**To do:**
- 1) In the guide to deploying an app on Hugging Face Spaces below, why must the Space configuration be added to the top of README.md before pushing?
- 2) Continue the guide to deploying an app on Hugging Face Spaces from the point where it stops.

**Document extract:**
*** Block opens ***

Push to a public GitHub repository.

Step 2: Add a Dockerfile

Create Dockerfile in your project directory:

FROM python:3.11-slim
RUN pip install uv
WORKDIR /app
COPY pyproject.toml uv.lock ./
RUN uv sync --no-dev
COPY app.py app_backend.py ./
EXPOSE 7860
CMD ["uv", "run", "marimo", "run", "app.py", "--host", "0.0.0.0", "--port", "7860"]

Commit it:

git add Dockerfile
git commit -m "Add Dockerfile for Hugging Face Spaces"

Step 3: Create a Space

Go to huggingface.co and create a free account. Click your profile, then New Space. Give it a name. Under SDK, select Docker. Set visibility to Public.

Hugging Face will give you a git repository URL for the Space. Before pushing, add the required Space configuration to the top of your README.md — without it the build will fail with a configuration error:

---
title: Your App Name
emoji: 🔍
colorFrom: blue
colorTo: indigo
sdk: docker
pinned: false
---

The --- lines must be at column zero with no leading spaces.

Commit it, then push:

git add README.md
git commit -m "Add Hugging Face Space config"
git remote add space https://huggingface.co/spaces/YOUR_USERNAME/YOUR_SPACE_NAME
git push space main

If the push is rejected with “not authorized”, your remote URL needs your credentials embedded. Get a token with Write access from huggingface.co/settings/tokens, then update the remote:

git remote set-url space https://YOUR_USERNAME:YOUR_HF_TOKEN@huggingface.co/spaces/YOUR_USERNAME/YOUR_SPACE_NAME
git push space main

If the push is rejected because the Space was initialized with default files, force push:

git push space main --force

Step 4: Add your API key

In your Space settings, go to Variables and Secrets. Add GROQ_API_KEY as a secret. The app reads it from os.environ.get("GROQ_API_KEY") — same as your local .env.

Your app is now live at https://huggingface.co/spaces/YOUR_USERNAME/YOUR_SPACE_NAME.

If the build fails, check the Logs tab in your Space. Most failures are missing packages in the Dockerfile.

The README

One paragraph. Not a novel. The person reading your README has 30 seconds.

# [Your App Name]

[One sentence: what it does.]
[One sentence: why you built it.]

## Run it locally

uv sync
cp .env.example .env   # then add your GROQ_API_KEY
uv run --env-file .env marimo run app.py

That is it. What it does, why it exists, how to run it. Three things. Done.

If you want to add screenshots, add one. Not a gallery. One image showing the app in use.

Write the One Sentence

Before you share anything, write this:

“I built [X] because [Y], and it lets you [Z].”

Not a features list. Not a technology stack. The thing, the reason, and what someone can do with it.

*** Block closes ***

(Source data)
*** Block opens ***

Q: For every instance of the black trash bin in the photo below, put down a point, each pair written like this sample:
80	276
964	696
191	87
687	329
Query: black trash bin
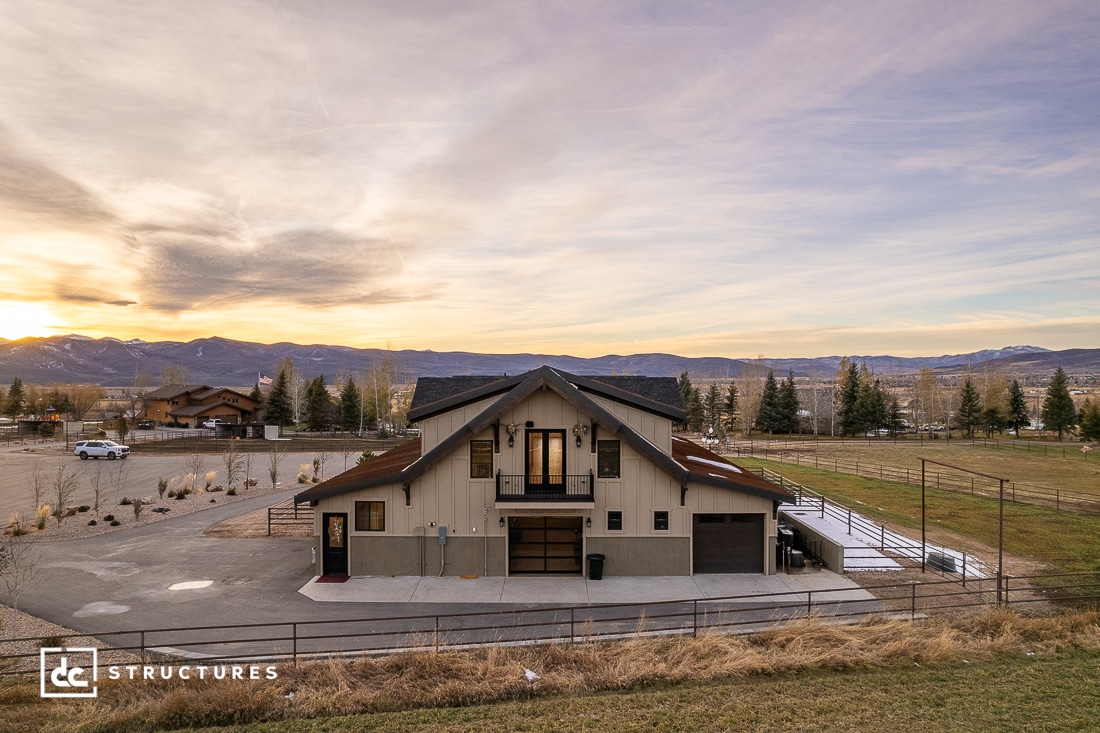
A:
595	566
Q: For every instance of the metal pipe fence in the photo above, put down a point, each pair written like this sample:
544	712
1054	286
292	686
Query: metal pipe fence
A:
290	641
938	479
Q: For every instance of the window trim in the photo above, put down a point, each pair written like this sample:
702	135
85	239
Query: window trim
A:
618	453
369	514
484	444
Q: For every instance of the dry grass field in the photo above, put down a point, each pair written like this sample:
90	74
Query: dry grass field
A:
993	673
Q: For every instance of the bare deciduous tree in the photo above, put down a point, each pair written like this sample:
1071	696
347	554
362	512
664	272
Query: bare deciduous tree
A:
273	462
120	479
234	465
65	485
19	569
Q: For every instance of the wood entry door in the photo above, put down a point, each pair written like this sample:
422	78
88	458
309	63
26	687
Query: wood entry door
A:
545	545
334	545
546	460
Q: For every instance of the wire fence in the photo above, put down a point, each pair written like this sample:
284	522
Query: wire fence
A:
937	478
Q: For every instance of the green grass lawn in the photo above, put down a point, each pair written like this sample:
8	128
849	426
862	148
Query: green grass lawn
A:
1065	540
1078	472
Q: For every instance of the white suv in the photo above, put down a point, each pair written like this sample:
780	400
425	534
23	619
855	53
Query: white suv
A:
97	448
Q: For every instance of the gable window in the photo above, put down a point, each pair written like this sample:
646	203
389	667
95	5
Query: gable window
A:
546	459
607	459
481	459
370	516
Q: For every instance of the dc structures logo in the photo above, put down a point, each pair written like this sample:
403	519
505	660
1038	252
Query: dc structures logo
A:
68	673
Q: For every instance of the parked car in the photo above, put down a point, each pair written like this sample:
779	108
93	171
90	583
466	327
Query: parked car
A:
88	449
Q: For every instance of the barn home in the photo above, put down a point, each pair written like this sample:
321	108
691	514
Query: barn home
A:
529	474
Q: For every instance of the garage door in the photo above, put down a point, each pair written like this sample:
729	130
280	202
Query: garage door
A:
727	543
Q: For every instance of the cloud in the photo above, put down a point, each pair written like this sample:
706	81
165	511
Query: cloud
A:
317	267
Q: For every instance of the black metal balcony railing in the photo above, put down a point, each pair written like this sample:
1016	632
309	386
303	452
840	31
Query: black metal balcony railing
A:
572	488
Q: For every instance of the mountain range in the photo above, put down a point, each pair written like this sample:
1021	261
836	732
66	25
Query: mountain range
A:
112	362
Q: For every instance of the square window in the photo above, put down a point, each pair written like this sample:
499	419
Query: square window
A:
370	516
607	459
481	459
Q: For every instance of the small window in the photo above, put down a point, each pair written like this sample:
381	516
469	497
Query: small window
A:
481	459
607	459
370	516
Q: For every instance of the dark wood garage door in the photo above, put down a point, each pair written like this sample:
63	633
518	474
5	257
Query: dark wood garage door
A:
545	545
727	543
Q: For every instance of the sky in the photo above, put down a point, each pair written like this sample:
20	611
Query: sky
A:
701	178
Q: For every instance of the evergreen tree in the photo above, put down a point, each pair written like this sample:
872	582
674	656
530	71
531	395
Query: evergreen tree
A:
1018	408
870	409
351	405
770	416
685	389
317	402
993	420
789	405
13	405
694	411
277	408
1090	420
1058	412
968	415
729	408
848	395
257	396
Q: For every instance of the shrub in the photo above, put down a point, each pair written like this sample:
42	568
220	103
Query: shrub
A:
52	642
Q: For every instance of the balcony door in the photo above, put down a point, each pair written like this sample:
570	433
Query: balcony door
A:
546	461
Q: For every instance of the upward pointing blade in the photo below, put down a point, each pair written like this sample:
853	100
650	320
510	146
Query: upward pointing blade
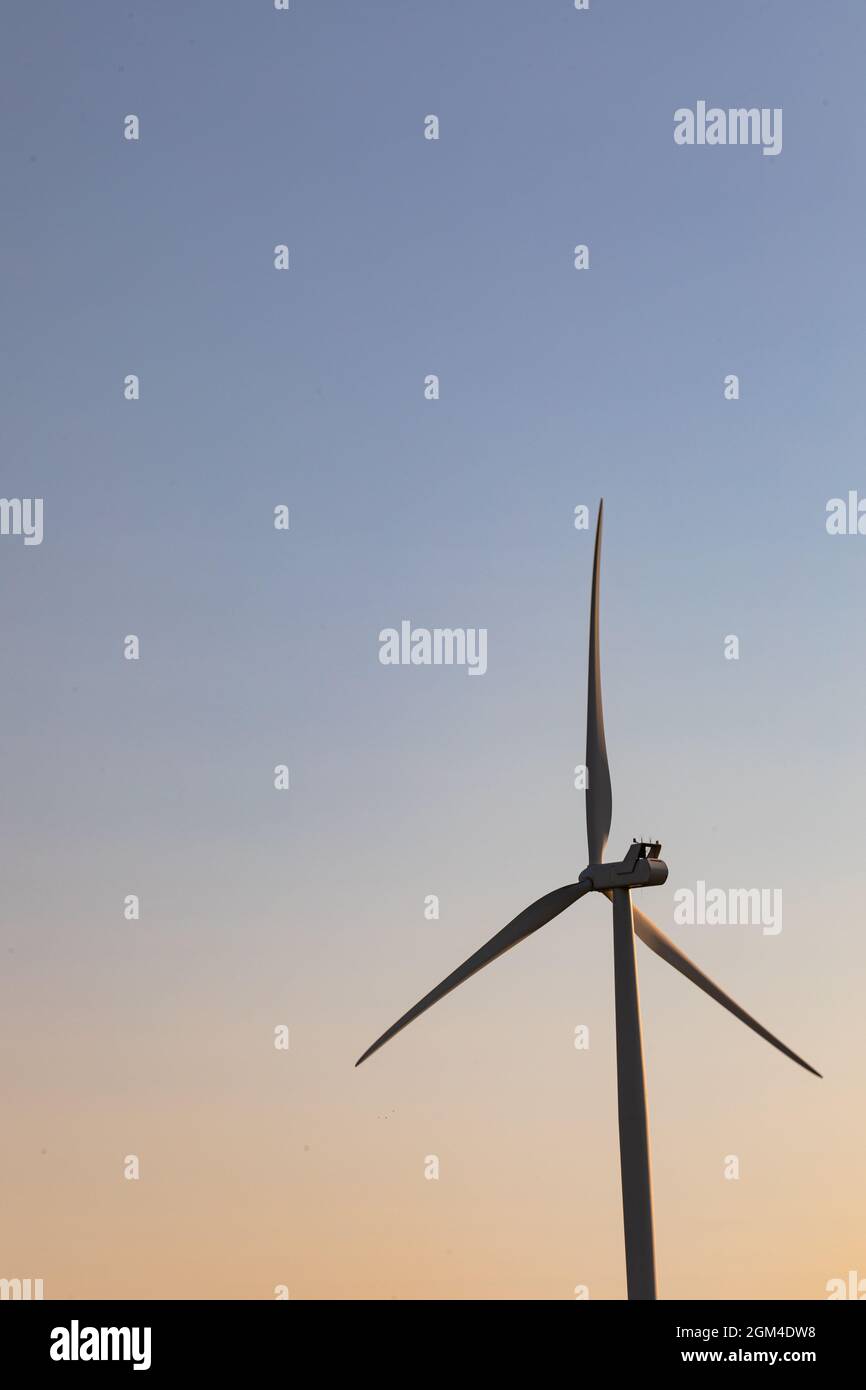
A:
663	947
599	804
521	926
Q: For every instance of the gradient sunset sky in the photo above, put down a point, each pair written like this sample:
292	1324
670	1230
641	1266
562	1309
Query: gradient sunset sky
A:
306	908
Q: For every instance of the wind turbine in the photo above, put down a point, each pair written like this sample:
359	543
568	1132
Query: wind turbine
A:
640	869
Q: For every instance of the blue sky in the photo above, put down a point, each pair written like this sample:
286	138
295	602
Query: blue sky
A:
556	387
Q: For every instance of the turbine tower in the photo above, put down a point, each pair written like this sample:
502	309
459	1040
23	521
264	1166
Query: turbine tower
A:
640	869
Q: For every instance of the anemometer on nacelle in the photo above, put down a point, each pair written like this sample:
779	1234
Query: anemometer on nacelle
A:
640	869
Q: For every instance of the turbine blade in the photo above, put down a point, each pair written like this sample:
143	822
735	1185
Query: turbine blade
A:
665	948
599	804
523	926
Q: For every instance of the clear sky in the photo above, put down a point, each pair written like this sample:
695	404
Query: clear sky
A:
259	647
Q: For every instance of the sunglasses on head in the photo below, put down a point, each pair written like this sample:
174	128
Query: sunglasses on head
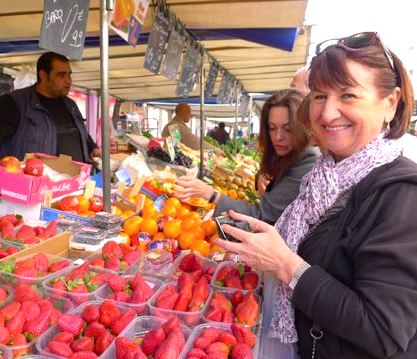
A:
357	41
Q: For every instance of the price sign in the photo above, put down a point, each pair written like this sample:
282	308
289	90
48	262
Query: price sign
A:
63	26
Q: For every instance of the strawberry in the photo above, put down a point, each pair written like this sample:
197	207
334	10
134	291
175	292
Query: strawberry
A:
10	310
57	266
250	280
94	329
83	355
116	282
124	346
34	328
4	335
60	348
108	313
190	263
120	323
90	313
71	323
64	337
152	340
83	344
41	263
242	351
243	335
102	342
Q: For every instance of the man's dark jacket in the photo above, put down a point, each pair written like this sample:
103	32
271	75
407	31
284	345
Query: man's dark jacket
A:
366	300
37	131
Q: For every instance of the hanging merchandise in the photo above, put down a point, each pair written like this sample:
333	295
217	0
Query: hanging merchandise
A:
173	54
157	41
190	70
211	80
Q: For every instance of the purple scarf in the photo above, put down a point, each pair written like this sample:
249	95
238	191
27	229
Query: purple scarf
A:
319	190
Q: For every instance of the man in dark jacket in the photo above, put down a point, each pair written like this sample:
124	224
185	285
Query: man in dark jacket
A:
42	118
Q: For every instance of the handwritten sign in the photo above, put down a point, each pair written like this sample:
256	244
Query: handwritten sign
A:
156	43
211	80
173	55
63	26
190	71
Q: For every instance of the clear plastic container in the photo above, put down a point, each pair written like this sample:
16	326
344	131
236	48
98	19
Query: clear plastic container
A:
89	235
140	308
206	264
229	295
132	268
5	352
138	328
106	220
14	279
190	319
157	264
234	264
76	298
43	341
63	305
197	332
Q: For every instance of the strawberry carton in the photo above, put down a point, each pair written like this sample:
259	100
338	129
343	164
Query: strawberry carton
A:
231	276
153	336
86	331
132	291
184	299
221	341
5	352
27	317
32	268
194	264
233	307
115	257
79	284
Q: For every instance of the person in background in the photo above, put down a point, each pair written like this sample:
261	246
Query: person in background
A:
286	158
220	134
181	118
42	118
341	258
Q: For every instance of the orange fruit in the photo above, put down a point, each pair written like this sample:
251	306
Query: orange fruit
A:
174	202
131	225
201	246
149	226
186	239
169	210
209	227
172	229
84	204
182	212
149	212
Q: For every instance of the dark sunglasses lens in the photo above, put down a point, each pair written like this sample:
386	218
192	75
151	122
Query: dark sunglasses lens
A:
359	40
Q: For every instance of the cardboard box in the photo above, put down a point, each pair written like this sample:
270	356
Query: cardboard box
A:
30	190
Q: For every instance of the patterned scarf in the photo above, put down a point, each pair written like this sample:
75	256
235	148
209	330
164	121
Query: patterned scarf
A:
319	190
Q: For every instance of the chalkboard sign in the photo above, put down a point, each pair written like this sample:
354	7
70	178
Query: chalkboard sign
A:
156	43
173	55
190	71
63	26
211	80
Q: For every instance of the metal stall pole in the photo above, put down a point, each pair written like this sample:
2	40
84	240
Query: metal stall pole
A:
105	5
201	167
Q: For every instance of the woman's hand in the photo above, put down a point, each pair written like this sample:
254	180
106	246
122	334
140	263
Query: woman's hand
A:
264	250
188	187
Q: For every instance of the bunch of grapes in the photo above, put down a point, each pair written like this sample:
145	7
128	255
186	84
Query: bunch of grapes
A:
159	153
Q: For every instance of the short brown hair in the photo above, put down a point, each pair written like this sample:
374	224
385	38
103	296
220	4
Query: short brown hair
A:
272	165
329	69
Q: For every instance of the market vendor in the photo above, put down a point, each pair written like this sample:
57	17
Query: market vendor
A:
42	118
183	116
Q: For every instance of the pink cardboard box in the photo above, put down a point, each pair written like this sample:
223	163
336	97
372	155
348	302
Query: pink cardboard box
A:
29	190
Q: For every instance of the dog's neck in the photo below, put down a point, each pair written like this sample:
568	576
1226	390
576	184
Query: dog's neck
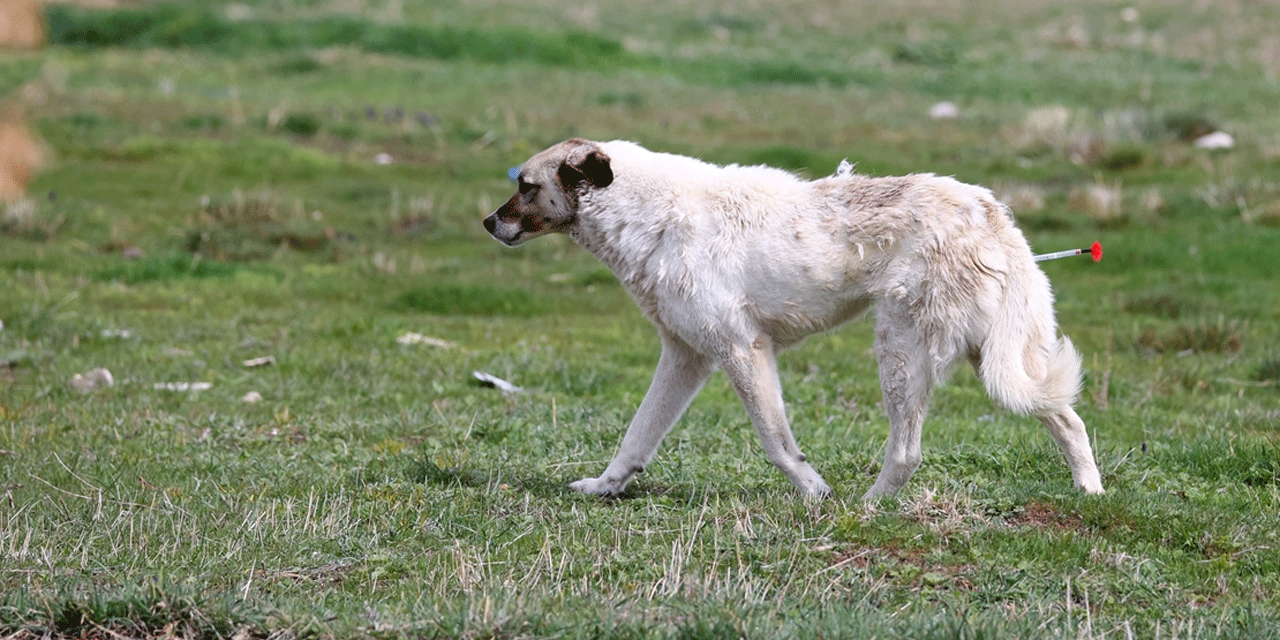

*** Block closes ***

**Expected outputs:**
- 1) The configuration must be added first because without it the build will fail with a configuration error.

- 2)
If you cannot write this sentence, the project is not clear enough yet. Simplify it until you can.

Example: “I built a research assistant because I spend too much time on background reading before meetings, and it lets you ask a question and get a sourced, structured answer in 30 seconds.”

That sentence is your pitch, your LinkedIn post, your DM to a senior engineer you want to impress. Write it first.

Share It

Post the link somewhere public. LinkedIn. Twitter. A group chat. A forum you read. Anywhere that puts it in front of another human being.

You do not need to wait until it is perfect. It will never be perfect. Ship it while it still scares you a little. That fear means you care about the outcome.

When someone uses your app and tells you what they think, that feedback is worth more than another week of polishing in private.

What You Proved

Ten days. Zero Python to a live agentic application.

You did not just learn about AI. You built with it. You understand what an LLM is because you watched one hallucinate. You understand prompt engineering because you saw the same chatbot become three different products. You understand RAG because you built retrieval by hand. You understand agents because you watched your code decide what to do next.

That stack of understanding does not live in notes. It lives in the files you wrote.

What Comes Next

The next project will be harder. It will expose gaps. Fill them. Build the next thing. Every tool you want your agent to have will require you to learn something: a new API, a library, a concept. That is not an obstacle before building. That is the learning being the building.

The people who get good fast are the ones who ship before they feel ready, learn from what breaks, and go again.

You are already one of those people. You just proved it.